Page excerpt:

+ + + + +

Rosellen Brown is noted for her perceptive treatment of alienation, displacement, exile, and disaster in seemingly ordinary American families. Born in Philadelphia to Jewish parents, who moved frequently and much of the time lived in non-Jewish neighborhoods, Brown came to feel that she had no roots. She found, however, that she could escape her loneliness by writing, and by the time she was nine she had decided to become a writer.
After earning a B.A. from Barnard College in 1960 and an M.A. from Brandeis University in 1962, Brown began working at her craft. In 1963, she married Marvin Hoffman, an English teacher, and in 1965 the couple went to Mississippi to teach at Tougaloo College and to participate with their black students in the Civil Rights movement. After the birth of her first child, Adina, Brown wrote most of the poems in her first published volume, Some Deaths in the Delta, and Other Poems, which were inspired by her often frightening experiences in Mississippi.

+ + + + +

Dataset lines about object locations:

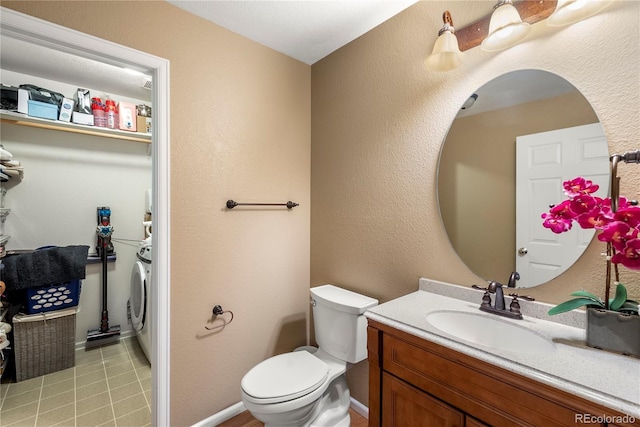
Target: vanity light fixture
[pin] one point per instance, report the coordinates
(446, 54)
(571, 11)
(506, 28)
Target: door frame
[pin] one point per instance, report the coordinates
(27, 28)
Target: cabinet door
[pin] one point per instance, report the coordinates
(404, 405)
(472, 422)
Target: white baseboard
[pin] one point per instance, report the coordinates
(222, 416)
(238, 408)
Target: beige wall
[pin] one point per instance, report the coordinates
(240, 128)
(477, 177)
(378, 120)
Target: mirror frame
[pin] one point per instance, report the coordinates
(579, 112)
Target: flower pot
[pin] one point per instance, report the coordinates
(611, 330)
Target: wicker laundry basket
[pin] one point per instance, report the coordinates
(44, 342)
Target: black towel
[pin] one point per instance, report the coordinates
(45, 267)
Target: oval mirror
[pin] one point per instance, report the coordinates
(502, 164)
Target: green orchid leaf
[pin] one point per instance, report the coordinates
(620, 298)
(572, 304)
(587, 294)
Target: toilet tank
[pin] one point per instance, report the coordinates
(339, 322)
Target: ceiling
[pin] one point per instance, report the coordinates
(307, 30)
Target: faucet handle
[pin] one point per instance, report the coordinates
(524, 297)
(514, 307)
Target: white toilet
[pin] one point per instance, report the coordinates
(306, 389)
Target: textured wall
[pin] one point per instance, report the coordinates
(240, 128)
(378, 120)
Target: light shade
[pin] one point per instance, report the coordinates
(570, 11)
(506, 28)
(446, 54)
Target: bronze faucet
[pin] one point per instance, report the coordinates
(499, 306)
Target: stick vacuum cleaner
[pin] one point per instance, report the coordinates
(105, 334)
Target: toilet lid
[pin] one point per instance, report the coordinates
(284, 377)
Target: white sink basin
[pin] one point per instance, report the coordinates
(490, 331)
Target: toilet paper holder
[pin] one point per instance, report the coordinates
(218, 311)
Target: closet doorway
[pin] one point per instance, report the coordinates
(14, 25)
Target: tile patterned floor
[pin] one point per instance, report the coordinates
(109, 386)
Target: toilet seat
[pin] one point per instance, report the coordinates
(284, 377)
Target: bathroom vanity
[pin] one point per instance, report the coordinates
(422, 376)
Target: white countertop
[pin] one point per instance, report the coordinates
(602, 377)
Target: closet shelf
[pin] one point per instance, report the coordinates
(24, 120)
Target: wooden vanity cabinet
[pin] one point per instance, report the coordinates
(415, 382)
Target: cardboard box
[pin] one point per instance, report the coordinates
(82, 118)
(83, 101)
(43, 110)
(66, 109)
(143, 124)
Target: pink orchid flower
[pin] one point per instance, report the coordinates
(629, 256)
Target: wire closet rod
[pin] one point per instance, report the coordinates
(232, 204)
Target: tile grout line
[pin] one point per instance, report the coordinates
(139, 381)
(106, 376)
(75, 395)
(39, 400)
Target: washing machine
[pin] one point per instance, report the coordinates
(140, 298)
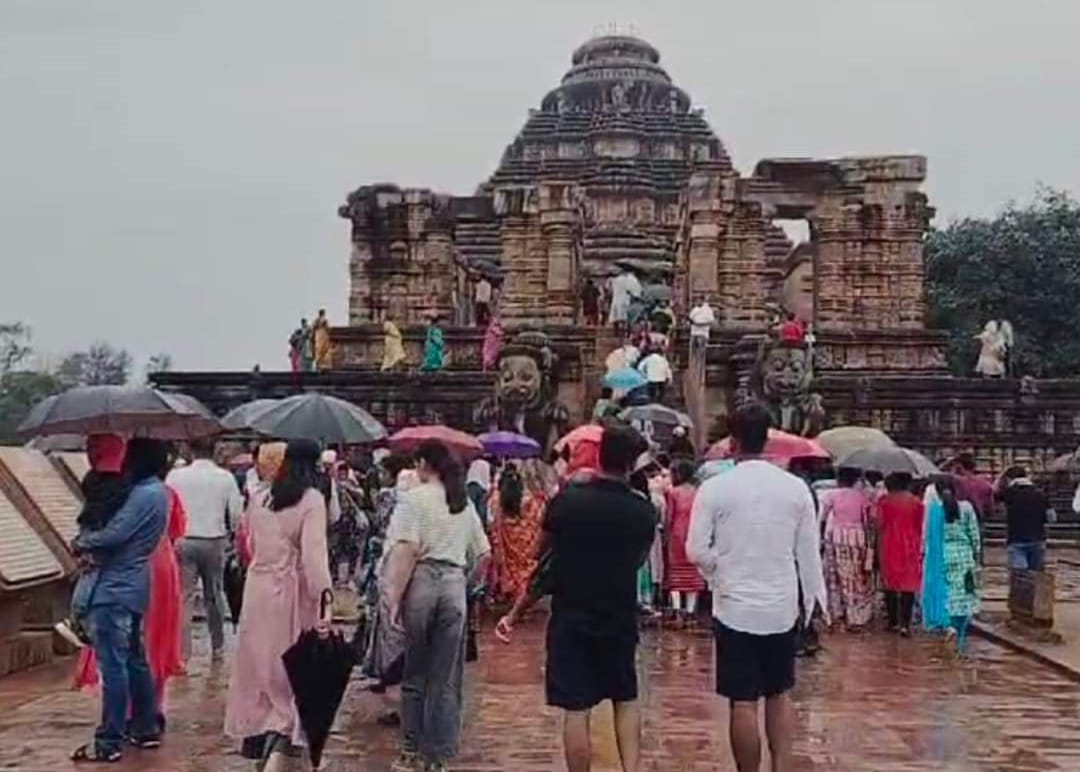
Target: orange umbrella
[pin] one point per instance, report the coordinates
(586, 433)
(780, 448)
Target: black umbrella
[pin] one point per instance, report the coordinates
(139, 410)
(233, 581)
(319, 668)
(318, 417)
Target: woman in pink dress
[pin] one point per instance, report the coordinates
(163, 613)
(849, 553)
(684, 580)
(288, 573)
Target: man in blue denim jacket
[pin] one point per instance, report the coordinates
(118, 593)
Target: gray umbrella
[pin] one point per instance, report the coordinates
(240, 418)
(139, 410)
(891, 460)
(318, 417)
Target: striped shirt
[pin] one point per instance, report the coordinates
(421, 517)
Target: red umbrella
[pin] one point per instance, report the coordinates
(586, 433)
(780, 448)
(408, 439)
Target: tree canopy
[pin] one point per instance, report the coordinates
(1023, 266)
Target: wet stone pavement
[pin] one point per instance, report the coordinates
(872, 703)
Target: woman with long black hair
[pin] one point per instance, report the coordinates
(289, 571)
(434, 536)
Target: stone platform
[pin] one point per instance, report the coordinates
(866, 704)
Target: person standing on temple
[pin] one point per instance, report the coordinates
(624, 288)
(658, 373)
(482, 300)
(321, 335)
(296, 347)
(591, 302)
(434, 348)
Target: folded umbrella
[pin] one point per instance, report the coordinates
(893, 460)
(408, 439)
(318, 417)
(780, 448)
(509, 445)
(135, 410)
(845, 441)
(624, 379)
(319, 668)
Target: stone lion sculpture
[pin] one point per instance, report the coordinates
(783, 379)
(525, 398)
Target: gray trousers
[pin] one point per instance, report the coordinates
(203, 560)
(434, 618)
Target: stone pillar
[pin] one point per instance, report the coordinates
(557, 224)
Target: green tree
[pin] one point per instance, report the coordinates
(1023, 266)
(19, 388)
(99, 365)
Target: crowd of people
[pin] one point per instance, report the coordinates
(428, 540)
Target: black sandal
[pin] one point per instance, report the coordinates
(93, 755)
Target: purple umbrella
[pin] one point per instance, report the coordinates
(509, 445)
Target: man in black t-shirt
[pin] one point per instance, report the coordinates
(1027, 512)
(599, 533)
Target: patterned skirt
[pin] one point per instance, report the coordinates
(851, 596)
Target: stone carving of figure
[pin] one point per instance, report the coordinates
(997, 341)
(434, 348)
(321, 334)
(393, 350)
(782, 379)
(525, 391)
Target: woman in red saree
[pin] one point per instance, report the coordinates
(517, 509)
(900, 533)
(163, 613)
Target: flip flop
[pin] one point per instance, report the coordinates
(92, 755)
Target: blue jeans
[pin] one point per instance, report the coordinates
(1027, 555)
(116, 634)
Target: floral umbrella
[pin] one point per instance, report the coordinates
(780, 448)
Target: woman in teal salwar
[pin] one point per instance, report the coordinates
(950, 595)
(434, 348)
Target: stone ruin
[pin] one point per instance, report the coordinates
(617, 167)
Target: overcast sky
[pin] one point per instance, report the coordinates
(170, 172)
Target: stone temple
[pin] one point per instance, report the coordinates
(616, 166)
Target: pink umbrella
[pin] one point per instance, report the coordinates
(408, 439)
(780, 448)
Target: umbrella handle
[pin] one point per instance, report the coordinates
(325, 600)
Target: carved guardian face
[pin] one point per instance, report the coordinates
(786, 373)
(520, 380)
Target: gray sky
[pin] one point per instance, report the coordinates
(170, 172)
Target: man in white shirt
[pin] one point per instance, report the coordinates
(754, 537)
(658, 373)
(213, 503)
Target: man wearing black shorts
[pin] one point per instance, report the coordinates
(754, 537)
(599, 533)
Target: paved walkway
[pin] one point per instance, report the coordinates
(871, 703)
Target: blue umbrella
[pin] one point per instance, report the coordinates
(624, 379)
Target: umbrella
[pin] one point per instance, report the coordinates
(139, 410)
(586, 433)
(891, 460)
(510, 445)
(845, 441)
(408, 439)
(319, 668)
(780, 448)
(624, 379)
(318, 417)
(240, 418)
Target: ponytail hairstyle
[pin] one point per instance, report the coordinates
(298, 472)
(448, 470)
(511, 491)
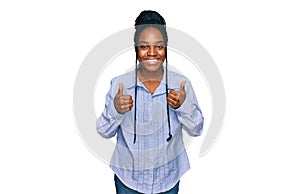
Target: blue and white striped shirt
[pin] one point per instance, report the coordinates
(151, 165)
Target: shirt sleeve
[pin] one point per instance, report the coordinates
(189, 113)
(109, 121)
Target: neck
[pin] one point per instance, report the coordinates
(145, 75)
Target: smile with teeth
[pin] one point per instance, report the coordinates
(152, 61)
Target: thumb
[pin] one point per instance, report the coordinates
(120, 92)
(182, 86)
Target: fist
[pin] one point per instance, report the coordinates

+ + + + +

Work required: In the text about Rosellen Brown, retype everything from "After earning a" down to "experiences in Mississippi.".

Answer to this task:
After earning a B.A. from Barnard College in 1960 and an M.A. from Brandeis University in 1962, Brown began working at her craft. In 1963, she married Marvin Hoffman, an English teacher, and in 1965 the couple went to Mississippi to teach at Tougaloo College and to participate with their black students in the Civil Rights movement. After the birth of her first child, Adina, Brown wrote most of the poems in her first published volume, Some Deaths in the Delta, and Other Poems, which were inspired by her often frightening experiences in Mississippi.